#### Goal of the exercise
Recast every line of the items below as a Markdown table with two columns, Row and Line, numbering the rows and leaving out any blank lines.

#### Data in this exercise
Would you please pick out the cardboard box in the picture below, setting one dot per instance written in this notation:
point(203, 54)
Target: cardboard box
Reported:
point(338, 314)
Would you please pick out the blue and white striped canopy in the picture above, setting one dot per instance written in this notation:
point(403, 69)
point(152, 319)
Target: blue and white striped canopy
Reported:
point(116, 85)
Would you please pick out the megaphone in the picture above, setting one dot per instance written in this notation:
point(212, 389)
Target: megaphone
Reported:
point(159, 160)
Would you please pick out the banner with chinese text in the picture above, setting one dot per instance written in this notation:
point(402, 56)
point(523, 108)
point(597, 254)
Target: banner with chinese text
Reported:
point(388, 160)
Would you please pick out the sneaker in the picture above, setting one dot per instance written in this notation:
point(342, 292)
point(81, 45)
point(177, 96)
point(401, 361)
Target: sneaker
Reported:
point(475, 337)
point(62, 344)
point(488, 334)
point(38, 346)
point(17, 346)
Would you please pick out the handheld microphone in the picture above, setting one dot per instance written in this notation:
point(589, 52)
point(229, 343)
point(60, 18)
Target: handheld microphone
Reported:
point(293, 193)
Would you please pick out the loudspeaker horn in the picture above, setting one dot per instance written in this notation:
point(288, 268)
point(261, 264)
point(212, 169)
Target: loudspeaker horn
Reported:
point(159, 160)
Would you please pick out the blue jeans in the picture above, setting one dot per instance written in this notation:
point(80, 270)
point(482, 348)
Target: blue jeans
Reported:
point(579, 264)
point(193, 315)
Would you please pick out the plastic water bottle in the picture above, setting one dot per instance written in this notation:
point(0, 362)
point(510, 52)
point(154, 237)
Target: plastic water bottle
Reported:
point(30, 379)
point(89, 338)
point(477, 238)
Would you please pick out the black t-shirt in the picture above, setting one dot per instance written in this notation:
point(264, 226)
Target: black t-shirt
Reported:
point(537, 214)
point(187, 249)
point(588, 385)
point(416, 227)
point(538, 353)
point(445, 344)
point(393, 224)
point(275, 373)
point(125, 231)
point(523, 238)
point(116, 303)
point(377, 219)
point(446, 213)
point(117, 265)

#### Response
| Row | Line |
|---|---|
| 1 | Would you please pick out the cardboard box in the picture below, setting one dot per instance written in this notation: |
| 2 | point(203, 54) |
| 3 | Target: cardboard box |
| 4 | Reported: |
| 5 | point(338, 314) |
| 6 | Would you please pick out the blue and white striped canopy in the picture above, setting one dot per instance written in this notation: |
| 7 | point(403, 69) |
| 8 | point(152, 319) |
| 9 | Target: blue and white striped canopy |
| 10 | Reported: |
| 11 | point(116, 85) |
| 12 | Would you please pick out the megaphone in the picture above, setting one dot per instance written in this notation: |
| 13 | point(212, 389) |
| 14 | Target: megaphone |
| 15 | Reported: |
| 16 | point(159, 160) |
| 17 | Would you please pick out the banner with chinese text in the picture above, setting one dot per instance written in this notation: |
| 18 | point(402, 56) |
| 19 | point(523, 108) |
| 20 | point(597, 254) |
| 21 | Target: banner with chinese text |
| 22 | Reported: |
| 23 | point(388, 160) |
| 24 | Would you please pick out the sneaker in the picture above, setting one dot per instance written in this notation: |
| 25 | point(342, 292) |
| 26 | point(81, 45) |
| 27 | point(177, 96) |
| 28 | point(401, 361) |
| 29 | Target: sneaker |
| 30 | Reported: |
| 31 | point(475, 337) |
| 32 | point(62, 344) |
| 33 | point(488, 334) |
| 34 | point(38, 346) |
| 35 | point(17, 346) |
| 36 | Would you please pick out the handheld microphone in the picture above, setting one dot per instance written in this notation: |
| 37 | point(589, 52) |
| 38 | point(229, 343) |
| 39 | point(60, 18) |
| 40 | Target: handheld microphone |
| 41 | Reported: |
| 42 | point(293, 193) |
| 43 | Would you please pick out the loudspeaker horn in the picture above, setting one dot per instance written in this notation: |
| 44 | point(288, 268) |
| 45 | point(261, 264) |
| 46 | point(212, 169) |
| 47 | Target: loudspeaker horn |
| 48 | Reported: |
| 49 | point(159, 160) |
| 50 | Would you please pick out the blue jeans in the picture above, setting one dot per instance written in this notation: |
| 51 | point(80, 270) |
| 52 | point(482, 348) |
| 53 | Target: blue jeans |
| 54 | Reported: |
| 55 | point(579, 264) |
| 56 | point(193, 315) |
| 57 | Would you please pick out the plastic water bottle in the picture above, setting one dot per instance written in this notation: |
| 58 | point(0, 362) |
| 59 | point(510, 52) |
| 60 | point(154, 237) |
| 61 | Target: plastic water bottle |
| 62 | Reported: |
| 63 | point(30, 379) |
| 64 | point(89, 338) |
| 65 | point(477, 238) |
| 66 | Would you please pick out the black t-shirt in the picture above, setting one dot per instance written in this notation: |
| 67 | point(264, 226) |
| 68 | Target: black t-shirt |
| 69 | Reported: |
| 70 | point(537, 214) |
| 71 | point(187, 249) |
| 72 | point(588, 385) |
| 73 | point(416, 227) |
| 74 | point(538, 353) |
| 75 | point(445, 344) |
| 76 | point(393, 224) |
| 77 | point(275, 373) |
| 78 | point(125, 231) |
| 79 | point(523, 238) |
| 80 | point(116, 303) |
| 81 | point(377, 219) |
| 82 | point(446, 213) |
| 83 | point(117, 265) |